▸ **Task instructions**: Show all lines of the listing that hold the word "windshield".

▸ **Raw data**:
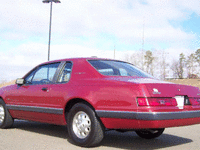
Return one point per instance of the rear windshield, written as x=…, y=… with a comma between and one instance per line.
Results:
x=117, y=68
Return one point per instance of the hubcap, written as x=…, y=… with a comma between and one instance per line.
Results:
x=2, y=114
x=81, y=124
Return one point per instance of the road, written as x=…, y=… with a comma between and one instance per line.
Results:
x=26, y=135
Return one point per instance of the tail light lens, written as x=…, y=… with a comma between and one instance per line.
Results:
x=156, y=101
x=195, y=101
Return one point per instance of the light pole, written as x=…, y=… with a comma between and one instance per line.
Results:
x=50, y=1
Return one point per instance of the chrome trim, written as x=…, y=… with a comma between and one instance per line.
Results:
x=49, y=110
x=148, y=115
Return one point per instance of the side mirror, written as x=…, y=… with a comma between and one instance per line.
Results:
x=20, y=81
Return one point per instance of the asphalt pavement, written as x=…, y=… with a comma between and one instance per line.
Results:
x=26, y=135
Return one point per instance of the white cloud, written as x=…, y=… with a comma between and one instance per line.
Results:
x=123, y=20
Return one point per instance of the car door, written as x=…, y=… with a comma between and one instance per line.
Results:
x=32, y=101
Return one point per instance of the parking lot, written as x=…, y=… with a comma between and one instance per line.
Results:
x=26, y=135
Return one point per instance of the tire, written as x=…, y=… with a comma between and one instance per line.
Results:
x=84, y=127
x=150, y=134
x=6, y=120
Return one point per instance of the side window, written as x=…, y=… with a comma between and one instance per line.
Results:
x=123, y=72
x=66, y=73
x=43, y=75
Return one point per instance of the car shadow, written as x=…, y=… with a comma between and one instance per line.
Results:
x=113, y=139
x=130, y=140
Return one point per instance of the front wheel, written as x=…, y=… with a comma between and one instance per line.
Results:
x=84, y=127
x=150, y=133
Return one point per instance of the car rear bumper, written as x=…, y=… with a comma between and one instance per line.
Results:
x=142, y=120
x=148, y=115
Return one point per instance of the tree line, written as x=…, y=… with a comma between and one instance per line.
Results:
x=159, y=64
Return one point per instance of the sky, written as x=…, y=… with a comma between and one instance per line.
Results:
x=85, y=28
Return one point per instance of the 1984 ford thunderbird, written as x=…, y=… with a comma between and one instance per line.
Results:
x=91, y=95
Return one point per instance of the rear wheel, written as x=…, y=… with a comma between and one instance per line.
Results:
x=6, y=120
x=150, y=133
x=84, y=127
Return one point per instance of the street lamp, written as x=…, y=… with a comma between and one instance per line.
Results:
x=50, y=1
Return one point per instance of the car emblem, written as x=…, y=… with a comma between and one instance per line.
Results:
x=155, y=91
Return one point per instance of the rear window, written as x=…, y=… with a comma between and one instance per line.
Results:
x=117, y=68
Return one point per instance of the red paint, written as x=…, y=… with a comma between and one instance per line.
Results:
x=113, y=93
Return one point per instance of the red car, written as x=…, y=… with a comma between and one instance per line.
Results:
x=91, y=95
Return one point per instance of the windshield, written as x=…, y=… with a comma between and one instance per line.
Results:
x=117, y=68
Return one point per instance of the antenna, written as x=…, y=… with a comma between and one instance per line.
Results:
x=114, y=51
x=143, y=45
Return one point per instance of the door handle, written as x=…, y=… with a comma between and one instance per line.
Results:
x=45, y=89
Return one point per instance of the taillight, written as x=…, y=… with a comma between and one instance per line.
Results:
x=186, y=100
x=156, y=101
x=195, y=101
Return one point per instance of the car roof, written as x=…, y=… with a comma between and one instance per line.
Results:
x=77, y=59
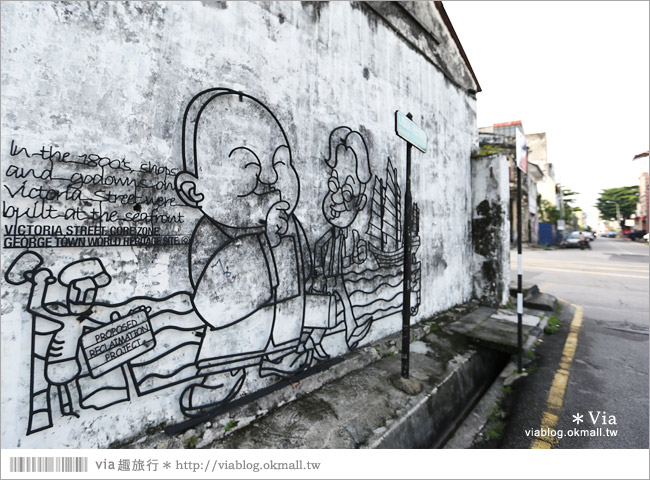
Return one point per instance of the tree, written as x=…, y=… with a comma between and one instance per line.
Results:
x=626, y=197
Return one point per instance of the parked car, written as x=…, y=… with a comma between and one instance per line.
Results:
x=589, y=236
x=636, y=235
x=571, y=241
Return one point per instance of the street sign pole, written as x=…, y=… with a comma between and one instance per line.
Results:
x=520, y=294
x=522, y=164
x=406, y=284
x=414, y=137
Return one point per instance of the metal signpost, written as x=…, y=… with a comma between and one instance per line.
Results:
x=522, y=164
x=414, y=136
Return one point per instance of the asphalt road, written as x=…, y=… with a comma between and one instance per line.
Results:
x=609, y=371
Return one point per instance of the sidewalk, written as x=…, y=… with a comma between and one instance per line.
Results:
x=362, y=401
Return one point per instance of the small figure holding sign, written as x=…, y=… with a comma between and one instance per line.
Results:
x=62, y=322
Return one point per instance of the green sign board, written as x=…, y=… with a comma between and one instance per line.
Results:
x=410, y=132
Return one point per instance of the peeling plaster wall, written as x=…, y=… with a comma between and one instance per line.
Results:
x=94, y=96
x=490, y=228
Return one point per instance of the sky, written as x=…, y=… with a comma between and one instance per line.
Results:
x=575, y=70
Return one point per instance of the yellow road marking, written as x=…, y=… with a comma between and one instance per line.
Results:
x=587, y=272
x=606, y=264
x=558, y=387
x=578, y=265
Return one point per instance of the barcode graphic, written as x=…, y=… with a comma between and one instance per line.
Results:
x=48, y=464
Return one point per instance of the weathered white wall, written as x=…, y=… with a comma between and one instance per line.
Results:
x=490, y=228
x=114, y=79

▸ **Solution to this problem**:
Return one point per instance of the rear windshield, written as x=…, y=… with a comma between and one instance per line.
Return one point per instance of the windshield, written as x=…, y=… with a comma between and one instance per line.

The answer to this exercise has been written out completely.